- _Aim of the task_
In the material below, how many lines include the string "church"? Answer with the number and nothing else.

- _Supplied data_
* * * * * * * * *
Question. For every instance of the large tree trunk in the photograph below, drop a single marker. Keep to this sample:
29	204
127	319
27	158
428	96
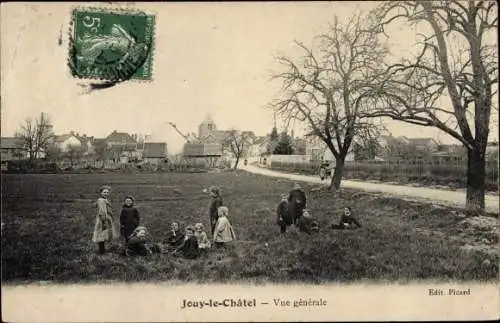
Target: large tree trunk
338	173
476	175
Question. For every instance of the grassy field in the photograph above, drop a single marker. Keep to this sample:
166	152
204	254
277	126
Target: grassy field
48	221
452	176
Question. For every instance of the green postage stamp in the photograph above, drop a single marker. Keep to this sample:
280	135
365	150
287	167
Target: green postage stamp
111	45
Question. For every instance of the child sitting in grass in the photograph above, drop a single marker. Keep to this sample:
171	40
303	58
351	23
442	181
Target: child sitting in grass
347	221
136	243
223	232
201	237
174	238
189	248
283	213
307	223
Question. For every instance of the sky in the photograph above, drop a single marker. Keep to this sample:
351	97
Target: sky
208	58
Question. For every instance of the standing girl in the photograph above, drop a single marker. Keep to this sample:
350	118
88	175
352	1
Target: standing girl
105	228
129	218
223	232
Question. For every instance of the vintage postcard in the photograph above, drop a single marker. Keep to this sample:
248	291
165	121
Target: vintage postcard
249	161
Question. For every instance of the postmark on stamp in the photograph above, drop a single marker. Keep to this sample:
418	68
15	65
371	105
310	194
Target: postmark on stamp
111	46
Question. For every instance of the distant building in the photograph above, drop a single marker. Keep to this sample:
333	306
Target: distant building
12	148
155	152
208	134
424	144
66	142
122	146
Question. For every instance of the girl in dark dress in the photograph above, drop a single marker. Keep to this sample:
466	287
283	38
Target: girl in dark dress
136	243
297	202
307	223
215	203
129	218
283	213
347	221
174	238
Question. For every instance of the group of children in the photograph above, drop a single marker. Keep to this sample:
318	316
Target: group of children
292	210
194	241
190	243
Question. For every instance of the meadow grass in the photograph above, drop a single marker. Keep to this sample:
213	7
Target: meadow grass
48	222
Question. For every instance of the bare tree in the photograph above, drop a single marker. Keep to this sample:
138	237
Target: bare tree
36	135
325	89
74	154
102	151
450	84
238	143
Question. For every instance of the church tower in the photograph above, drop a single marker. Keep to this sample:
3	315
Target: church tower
* * * * * * * * *
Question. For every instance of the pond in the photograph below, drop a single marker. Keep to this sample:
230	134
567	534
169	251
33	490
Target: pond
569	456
* * * * * * * * *
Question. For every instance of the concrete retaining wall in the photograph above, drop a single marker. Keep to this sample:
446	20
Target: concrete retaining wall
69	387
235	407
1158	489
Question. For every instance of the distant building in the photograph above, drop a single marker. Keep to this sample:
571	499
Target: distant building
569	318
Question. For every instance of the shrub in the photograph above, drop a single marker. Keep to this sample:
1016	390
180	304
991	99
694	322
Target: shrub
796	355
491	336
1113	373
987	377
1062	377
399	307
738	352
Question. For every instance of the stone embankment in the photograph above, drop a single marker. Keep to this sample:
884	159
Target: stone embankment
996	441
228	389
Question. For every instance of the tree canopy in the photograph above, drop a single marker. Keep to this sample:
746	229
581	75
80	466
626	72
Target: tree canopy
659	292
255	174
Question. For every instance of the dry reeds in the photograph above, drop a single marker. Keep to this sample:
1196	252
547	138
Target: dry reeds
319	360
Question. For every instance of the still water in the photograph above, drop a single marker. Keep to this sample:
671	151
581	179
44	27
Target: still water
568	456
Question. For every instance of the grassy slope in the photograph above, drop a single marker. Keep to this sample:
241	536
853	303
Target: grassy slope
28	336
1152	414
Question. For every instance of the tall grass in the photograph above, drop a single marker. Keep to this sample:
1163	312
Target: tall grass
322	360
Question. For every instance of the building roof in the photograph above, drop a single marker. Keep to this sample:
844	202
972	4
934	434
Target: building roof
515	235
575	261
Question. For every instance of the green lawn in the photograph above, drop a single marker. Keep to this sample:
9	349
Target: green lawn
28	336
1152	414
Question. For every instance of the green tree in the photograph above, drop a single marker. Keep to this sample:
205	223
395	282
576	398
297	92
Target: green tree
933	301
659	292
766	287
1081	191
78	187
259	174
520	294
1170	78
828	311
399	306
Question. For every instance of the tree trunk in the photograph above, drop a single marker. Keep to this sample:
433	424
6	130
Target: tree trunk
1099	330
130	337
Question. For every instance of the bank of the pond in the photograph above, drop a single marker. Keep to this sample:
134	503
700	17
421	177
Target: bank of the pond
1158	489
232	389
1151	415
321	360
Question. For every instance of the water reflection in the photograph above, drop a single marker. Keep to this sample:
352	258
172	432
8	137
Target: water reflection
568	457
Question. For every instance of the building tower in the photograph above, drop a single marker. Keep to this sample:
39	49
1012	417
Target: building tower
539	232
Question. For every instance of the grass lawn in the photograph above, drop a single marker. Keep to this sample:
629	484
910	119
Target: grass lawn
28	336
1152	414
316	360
* * * * * * * * *
- _Answer for the task_
2